### Task goal:
Copy everything from the line containing "the white snow" down to the line containing "the green vein", replacing "snow bank" with "snowdrift" and changing nothing else.

::::::

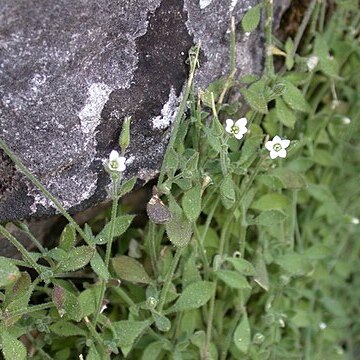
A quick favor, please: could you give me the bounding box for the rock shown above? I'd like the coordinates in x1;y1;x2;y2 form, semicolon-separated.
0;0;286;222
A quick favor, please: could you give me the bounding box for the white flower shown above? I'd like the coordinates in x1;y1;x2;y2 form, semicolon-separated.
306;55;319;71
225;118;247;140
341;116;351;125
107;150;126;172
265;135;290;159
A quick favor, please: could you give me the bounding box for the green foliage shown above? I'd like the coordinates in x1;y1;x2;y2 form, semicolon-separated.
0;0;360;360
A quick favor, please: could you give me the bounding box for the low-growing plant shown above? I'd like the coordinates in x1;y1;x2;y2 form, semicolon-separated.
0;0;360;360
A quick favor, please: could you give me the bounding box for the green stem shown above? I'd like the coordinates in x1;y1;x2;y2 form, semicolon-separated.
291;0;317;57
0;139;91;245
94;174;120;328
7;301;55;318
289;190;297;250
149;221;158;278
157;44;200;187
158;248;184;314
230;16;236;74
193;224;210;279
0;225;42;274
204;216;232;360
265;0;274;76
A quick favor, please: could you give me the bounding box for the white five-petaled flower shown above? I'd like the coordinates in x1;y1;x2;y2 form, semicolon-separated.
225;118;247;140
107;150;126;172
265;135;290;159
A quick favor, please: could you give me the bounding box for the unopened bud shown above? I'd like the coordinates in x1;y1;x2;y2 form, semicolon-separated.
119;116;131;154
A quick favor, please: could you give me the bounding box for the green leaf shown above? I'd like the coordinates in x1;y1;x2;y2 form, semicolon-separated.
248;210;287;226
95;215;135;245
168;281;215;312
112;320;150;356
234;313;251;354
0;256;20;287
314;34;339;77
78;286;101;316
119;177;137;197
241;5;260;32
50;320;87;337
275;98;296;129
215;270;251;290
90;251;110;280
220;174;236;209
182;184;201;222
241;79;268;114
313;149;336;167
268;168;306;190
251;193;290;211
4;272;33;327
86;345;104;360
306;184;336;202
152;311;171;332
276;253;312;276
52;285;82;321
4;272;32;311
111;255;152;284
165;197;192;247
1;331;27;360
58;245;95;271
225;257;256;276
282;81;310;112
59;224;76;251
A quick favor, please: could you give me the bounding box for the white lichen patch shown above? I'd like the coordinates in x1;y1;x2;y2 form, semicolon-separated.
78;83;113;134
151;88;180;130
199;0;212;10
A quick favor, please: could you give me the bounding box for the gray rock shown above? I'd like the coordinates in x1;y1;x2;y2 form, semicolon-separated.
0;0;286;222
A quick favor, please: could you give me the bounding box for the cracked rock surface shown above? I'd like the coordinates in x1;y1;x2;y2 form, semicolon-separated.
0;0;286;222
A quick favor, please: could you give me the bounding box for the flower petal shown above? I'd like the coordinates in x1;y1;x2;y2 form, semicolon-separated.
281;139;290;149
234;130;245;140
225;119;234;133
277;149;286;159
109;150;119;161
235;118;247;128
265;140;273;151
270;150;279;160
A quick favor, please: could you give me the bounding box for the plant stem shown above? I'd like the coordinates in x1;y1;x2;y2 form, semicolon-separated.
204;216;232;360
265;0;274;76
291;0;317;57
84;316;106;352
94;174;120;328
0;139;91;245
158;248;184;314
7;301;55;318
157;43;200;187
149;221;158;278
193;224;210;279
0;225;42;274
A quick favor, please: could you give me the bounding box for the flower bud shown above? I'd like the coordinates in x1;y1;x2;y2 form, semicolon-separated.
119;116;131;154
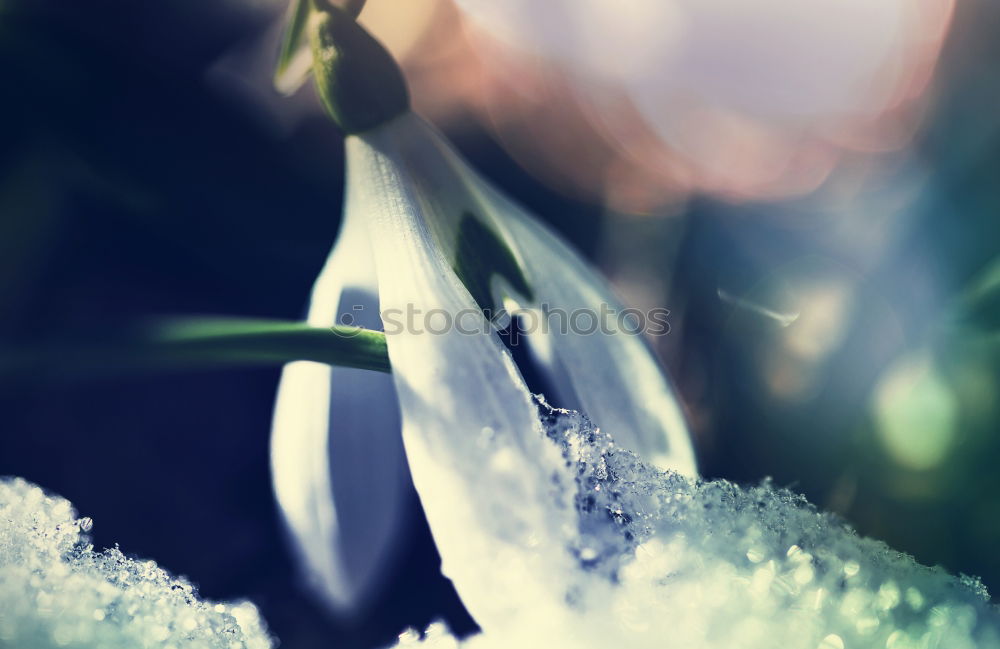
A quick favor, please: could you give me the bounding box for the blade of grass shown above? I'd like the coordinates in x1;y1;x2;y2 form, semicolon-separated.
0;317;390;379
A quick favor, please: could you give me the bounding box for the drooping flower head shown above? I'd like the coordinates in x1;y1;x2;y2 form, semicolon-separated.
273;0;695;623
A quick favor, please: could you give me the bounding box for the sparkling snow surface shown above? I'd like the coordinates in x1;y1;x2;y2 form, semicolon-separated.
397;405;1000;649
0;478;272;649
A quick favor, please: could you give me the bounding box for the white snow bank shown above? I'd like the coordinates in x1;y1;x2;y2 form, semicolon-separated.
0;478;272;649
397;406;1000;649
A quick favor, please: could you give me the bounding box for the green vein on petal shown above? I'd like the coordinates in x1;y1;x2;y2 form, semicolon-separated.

::::::

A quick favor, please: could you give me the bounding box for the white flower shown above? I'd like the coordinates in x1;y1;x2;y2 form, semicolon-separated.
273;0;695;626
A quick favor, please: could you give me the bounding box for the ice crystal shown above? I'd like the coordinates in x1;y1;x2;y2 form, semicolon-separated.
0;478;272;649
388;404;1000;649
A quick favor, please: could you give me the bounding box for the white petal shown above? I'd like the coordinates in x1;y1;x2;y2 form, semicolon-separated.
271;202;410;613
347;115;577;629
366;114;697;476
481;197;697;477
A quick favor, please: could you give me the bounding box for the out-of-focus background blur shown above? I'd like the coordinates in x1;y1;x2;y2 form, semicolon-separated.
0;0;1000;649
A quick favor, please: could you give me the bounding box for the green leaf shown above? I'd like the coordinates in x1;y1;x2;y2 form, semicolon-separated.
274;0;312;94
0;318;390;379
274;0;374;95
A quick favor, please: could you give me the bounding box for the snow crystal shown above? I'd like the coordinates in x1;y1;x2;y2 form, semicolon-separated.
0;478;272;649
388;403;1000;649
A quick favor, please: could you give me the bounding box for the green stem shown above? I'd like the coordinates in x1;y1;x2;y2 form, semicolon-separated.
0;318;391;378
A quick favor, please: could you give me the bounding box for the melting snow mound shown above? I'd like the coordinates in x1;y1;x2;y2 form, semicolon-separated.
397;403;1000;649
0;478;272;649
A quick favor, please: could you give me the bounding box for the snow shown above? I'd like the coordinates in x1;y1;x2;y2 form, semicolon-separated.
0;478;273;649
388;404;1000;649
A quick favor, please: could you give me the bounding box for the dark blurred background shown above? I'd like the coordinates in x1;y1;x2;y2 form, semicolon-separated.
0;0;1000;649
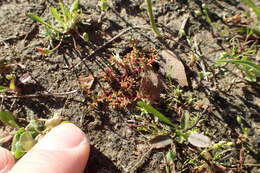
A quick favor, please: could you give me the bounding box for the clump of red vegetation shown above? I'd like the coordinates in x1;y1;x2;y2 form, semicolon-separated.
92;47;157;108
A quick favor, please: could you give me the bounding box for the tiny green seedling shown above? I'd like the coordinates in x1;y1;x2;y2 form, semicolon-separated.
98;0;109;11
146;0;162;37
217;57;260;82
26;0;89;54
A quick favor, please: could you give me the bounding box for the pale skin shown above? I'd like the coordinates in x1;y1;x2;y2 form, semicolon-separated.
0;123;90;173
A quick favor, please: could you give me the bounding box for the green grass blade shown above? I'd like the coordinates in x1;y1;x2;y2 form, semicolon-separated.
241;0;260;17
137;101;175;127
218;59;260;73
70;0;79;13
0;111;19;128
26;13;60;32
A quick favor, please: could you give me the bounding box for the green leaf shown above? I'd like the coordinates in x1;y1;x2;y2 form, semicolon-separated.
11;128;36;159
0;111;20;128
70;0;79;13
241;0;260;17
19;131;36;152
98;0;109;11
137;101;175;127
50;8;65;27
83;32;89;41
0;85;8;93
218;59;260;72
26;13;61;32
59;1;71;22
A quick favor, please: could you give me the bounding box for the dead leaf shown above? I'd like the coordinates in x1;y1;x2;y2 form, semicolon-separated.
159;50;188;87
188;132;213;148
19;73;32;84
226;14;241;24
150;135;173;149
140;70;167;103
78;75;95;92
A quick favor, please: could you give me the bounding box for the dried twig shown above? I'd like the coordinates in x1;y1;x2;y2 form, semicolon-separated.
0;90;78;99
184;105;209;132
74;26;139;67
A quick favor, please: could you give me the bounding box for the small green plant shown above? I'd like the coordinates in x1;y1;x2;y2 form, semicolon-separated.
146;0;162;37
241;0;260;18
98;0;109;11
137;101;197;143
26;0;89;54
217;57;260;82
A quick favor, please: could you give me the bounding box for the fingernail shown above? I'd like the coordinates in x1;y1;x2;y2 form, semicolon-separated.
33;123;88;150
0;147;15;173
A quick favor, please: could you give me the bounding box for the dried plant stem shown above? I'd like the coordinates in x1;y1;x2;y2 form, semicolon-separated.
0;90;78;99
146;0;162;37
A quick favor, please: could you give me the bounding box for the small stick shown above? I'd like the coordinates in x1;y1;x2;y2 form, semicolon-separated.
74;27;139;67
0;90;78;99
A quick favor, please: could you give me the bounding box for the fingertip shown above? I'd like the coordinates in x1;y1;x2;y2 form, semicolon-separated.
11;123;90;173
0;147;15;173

::::::

### Complete answer:
A quick favor, please: could you give me the bounding box for the white snowdrift shown above? I'd like the coordinates in x1;y1;x2;y2 form, semicolon-separated.
0;478;272;649
397;406;1000;649
A quick favor, please: could you give me the bounding box for the green vein on petal shown above? I'd like the coordinates in x1;y1;x2;y2 form, semicolon-separated.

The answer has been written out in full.